### [Your objective]
Every line below must be reproduced exactly; no pictures are to be included.

### [Data extracted from a collection]

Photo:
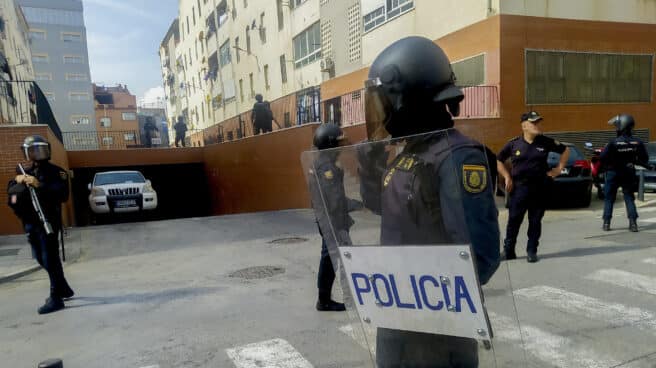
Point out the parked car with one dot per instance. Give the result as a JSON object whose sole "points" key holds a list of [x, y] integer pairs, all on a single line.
{"points": [[121, 191], [574, 185]]}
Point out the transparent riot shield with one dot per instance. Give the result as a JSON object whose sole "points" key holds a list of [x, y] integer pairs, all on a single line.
{"points": [[412, 230]]}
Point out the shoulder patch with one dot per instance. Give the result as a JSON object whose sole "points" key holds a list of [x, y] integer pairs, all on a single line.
{"points": [[474, 178]]}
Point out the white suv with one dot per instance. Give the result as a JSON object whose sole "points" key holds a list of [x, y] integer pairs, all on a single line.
{"points": [[121, 191]]}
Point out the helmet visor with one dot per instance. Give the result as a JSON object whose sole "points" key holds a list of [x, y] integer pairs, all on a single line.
{"points": [[378, 110], [37, 151]]}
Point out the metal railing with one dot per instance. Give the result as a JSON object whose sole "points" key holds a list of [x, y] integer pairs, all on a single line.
{"points": [[23, 102]]}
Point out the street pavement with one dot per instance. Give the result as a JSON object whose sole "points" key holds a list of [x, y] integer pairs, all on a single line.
{"points": [[239, 291]]}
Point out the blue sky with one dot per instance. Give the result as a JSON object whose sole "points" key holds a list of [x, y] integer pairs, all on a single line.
{"points": [[124, 38]]}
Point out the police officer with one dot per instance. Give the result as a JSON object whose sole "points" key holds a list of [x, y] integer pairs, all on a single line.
{"points": [[330, 178], [619, 158], [529, 182], [51, 185], [419, 201], [180, 132]]}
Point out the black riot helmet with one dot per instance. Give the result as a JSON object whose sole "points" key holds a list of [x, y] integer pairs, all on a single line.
{"points": [[36, 148], [623, 123], [410, 85], [328, 136]]}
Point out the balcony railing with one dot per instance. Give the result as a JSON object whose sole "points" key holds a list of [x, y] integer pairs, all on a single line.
{"points": [[23, 102]]}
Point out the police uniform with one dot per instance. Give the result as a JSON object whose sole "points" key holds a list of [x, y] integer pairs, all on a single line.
{"points": [[421, 205], [531, 183], [619, 159], [52, 191]]}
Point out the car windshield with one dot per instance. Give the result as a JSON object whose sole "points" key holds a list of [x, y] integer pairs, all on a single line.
{"points": [[574, 155], [119, 178]]}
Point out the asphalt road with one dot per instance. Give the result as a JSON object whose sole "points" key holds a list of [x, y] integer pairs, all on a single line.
{"points": [[185, 293]]}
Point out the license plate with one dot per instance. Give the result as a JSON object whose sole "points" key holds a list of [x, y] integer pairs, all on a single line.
{"points": [[126, 203]]}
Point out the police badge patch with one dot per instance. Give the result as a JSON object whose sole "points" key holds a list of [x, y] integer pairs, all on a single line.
{"points": [[474, 178]]}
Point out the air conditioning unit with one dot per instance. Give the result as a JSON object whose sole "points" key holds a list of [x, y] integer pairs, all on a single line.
{"points": [[327, 64]]}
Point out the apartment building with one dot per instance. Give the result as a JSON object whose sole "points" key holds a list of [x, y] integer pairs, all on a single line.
{"points": [[577, 63], [116, 117], [61, 62], [16, 69], [231, 50]]}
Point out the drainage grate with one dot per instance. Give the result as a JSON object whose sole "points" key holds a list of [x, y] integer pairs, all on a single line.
{"points": [[257, 272], [9, 252], [290, 240]]}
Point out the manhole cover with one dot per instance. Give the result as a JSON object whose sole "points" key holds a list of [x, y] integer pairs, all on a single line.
{"points": [[9, 252], [290, 240], [257, 272]]}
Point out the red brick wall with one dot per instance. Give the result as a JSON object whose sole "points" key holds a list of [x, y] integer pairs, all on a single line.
{"points": [[11, 138]]}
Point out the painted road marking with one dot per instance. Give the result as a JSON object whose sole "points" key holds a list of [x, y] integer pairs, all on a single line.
{"points": [[276, 353], [640, 283], [613, 313], [552, 349]]}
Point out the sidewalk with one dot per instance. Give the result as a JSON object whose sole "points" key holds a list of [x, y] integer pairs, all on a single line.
{"points": [[16, 255]]}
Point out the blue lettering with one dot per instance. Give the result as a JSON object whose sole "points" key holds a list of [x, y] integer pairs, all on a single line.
{"points": [[463, 293], [399, 303], [360, 289], [390, 300], [415, 291], [445, 291], [422, 282]]}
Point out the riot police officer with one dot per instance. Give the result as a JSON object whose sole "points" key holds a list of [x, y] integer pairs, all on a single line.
{"points": [[438, 178], [330, 178], [529, 182], [619, 158], [51, 185]]}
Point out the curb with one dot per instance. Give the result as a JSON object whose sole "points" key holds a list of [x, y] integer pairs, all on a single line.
{"points": [[19, 274]]}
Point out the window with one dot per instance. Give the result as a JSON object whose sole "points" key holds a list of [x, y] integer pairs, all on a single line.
{"points": [[283, 68], [391, 10], [79, 96], [224, 54], [470, 72], [281, 18], [40, 58], [554, 77], [71, 37], [307, 46], [37, 34], [248, 40], [237, 50], [53, 16], [266, 77], [43, 76], [80, 120], [73, 59], [76, 77], [250, 80]]}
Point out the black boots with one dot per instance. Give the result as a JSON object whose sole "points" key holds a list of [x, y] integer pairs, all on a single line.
{"points": [[633, 225], [53, 304]]}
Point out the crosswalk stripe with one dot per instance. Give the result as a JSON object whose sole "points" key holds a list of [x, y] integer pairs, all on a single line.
{"points": [[643, 284], [276, 353], [613, 313], [552, 349]]}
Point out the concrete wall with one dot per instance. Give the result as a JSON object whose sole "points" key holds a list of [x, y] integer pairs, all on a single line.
{"points": [[11, 138]]}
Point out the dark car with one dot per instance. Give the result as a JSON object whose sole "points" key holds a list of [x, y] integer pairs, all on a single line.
{"points": [[574, 185]]}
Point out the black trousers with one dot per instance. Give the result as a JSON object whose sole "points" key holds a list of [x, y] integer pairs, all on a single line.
{"points": [[527, 197], [45, 248], [326, 276]]}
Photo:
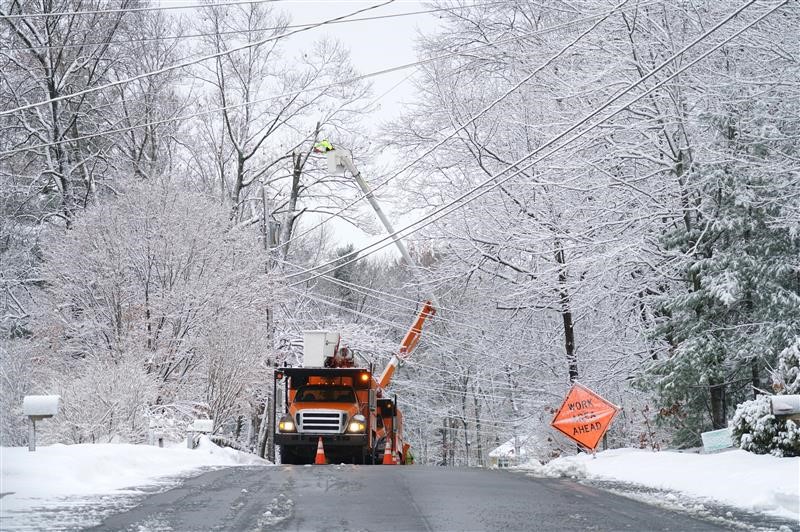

### [Result]
Photo:
Point out the parked car with one dot per instance. Give the result as a JSON object whose sole "points" key holds a list of [x, y] integer pairs, all on a single line.
{"points": [[121, 191], [574, 185]]}
Point out the transparent riot shield with one dot per instance. Give the result as a JSON object whose sole "points" key holds a list of [x, y] integer pairs, all on a single line.
{"points": [[412, 230]]}
Point out the shoulder patch with one dot per instance. Give the result as a JSON object whose sole "points" key holds a list of [x, y] integer pairs, all on a single line.
{"points": [[474, 178]]}
Point out the white suv with one dot per instance. Give the result as a JSON object whose sole "points" key holds a list of [x, y] integer pairs, all on a single line.
{"points": [[121, 191]]}
Point out the helmet visor with one dot per instance. Give the result as a JSON object whose sole "points" key holds a list of [x, y] integer pairs, all on a single line.
{"points": [[378, 110], [37, 151]]}
Point out the metal railing with one dot per instance. Give the result as a JSON object whose sole "points" key holds a list of [x, y] integer pairs, all on a single line.
{"points": [[23, 102]]}
Point out the street pavement with one dot per instance. Give the result as a JSON object whose sole "points" key holds a list of [x, y] integer pairs, all on a single line.
{"points": [[239, 291]]}
Point out the blue sky with one dot per instance. Give the result as a JSON object whose sole "points" key holds a list of [x, y] integer pairs, all on a single line.
{"points": [[124, 38]]}
Point out the police officer with one dot per instance. Give the result as a JSON object whose sole "points" key holds a list of [x, y] integer pairs, all on a single line.
{"points": [[330, 178], [619, 158], [529, 182], [51, 185], [419, 201], [180, 132]]}
Point out the black riot helmet with one dot per instance. Give the result as a JSON object whose sole "points" key holds a list of [x, y] integer pairs, all on a single line.
{"points": [[36, 148], [623, 123], [410, 85], [328, 136]]}
Point out the balcony railing with one dot per instance. Give the result as a JSON object whose sole "points" key holds a list of [x, y] integer pairs, all on a single line.
{"points": [[23, 102]]}
Point out the police uniform with one dot per instance. Give the result as a JSON object whose sole "points" key holds a list of [x, y] integer pairs, all on a single line.
{"points": [[421, 205], [531, 183], [619, 159], [52, 191]]}
Point out the car windshield with one dot per instance. Give the result as a JSON object whose sole "points" key holds a list of [x, y] integer pairs, all on a single line.
{"points": [[574, 155], [119, 178]]}
Point out the asphalt road with one dot per instance. Give the result as a JSON object whose sole "points" key holds a list of [x, y] integer pairs, all on a single line.
{"points": [[185, 293]]}
Point out the license plate with one dot per instance. Give the result as a JSON object whose sole "points" key holds a list of [x, y] integer pairs, all on a single line.
{"points": [[126, 203]]}
Point out the police badge patch with one dot per instance. Give the result as a JSON object whose sole "points" key holds a list of [x, y] integer pairs, all on a single line.
{"points": [[474, 178]]}
Point out the air conditioning unit with one dot per instance. Give the result as a JSON object whose sole "points" key holds a list of [x, y] integer pairs, all on a single line.
{"points": [[327, 64]]}
Point out the apartment building with one dot per instance. Give the result as a JSON object whose sole "points" key holds a list of [x, y] integer pairs, all on a single line.
{"points": [[577, 63], [116, 117], [61, 62], [16, 69], [231, 50]]}
Point out the drainage grate with one dot per instance. Give the result as a JSON object whose sole "points" key holds a list of [x, y] integer pairs, all on a single line.
{"points": [[257, 272], [9, 252], [290, 240]]}
Point out the manhole cover with one dot per instance. Give the result as a JSON object whose sole "points" key holds a list of [x, y] integer pairs, all on a single line.
{"points": [[9, 252], [290, 240], [257, 272]]}
Point out the red brick wall with one dot per instance. Give the result as a JSON object whose sole "points" key holds a list of [x, y] integer pairs, all on a single line.
{"points": [[11, 138]]}
Point out the painted road marking with one dot per instance. Give the result as a JSON object whose sole "points" key holds a list of [x, y] integer pairs, all on a single line.
{"points": [[276, 353], [640, 283], [613, 313], [552, 349]]}
Point out the sidewalk with one dot per instance. Give the result as a JSON object whose sole "points" key holds a list of [x, y] integer pairs, all on a single line.
{"points": [[16, 255]]}
Point out the blue lettering with one dot per instance. Give the result as a JSON object whose sole "points" key holds a list of [x, y] integer pairs, all on a single line.
{"points": [[463, 293], [399, 303], [360, 289], [390, 300], [415, 291], [445, 291], [422, 282]]}
Point out the riot police officer with one dot per instance. Give the result as a JSON object whose sole "points" key holds a list of [x, y] integer pairs, all on a single line.
{"points": [[438, 178], [330, 178], [529, 182], [619, 158], [51, 185]]}
Point out the curb with one dot per instance. Give the result as a JSON object whose sole "points" key holds a list of [x, y] integer pairs, all on a single line.
{"points": [[19, 274]]}
Point out the window with one dot per instance. Give the result as a JSON object whose sole "points" key holds a list of [x, y] integer pairs, all on a single line.
{"points": [[283, 68], [391, 10], [79, 96], [224, 54], [470, 72], [281, 18], [40, 58], [554, 77], [71, 37], [307, 46], [37, 34], [248, 40], [237, 50], [53, 16], [266, 77], [43, 76], [80, 120], [73, 59], [76, 77], [250, 80]]}
Point out the black boots with one dot per instance. Give the result as a JSON object whose sole "points" key holds a list of [x, y] integer pairs, all on a single line.
{"points": [[633, 225], [53, 304]]}
Point out the crosswalk stripe with one dot per instance. Give the result as a JSON object whose sole "points" key holds a list of [x, y] integer pairs, all on a single line.
{"points": [[643, 284], [276, 353], [613, 313], [552, 349]]}
Point out the concrete wall with one dot per instance. Give the result as a JSON object whose sole "points" key holds a list of [x, y] integer pairs, all on a single line.
{"points": [[11, 138]]}
Point out the dark car with one dot per instance. Give the result as a JSON object whose sole "points" key holds a list of [x, y] integer pairs, all on a single line.
{"points": [[574, 185]]}
Point out the black trousers with one dot per instance. Give the result as a JSON object whose sole "points" key holds a list of [x, y] integer pairs, all on a single line.
{"points": [[527, 197], [45, 248], [326, 276]]}
Photo:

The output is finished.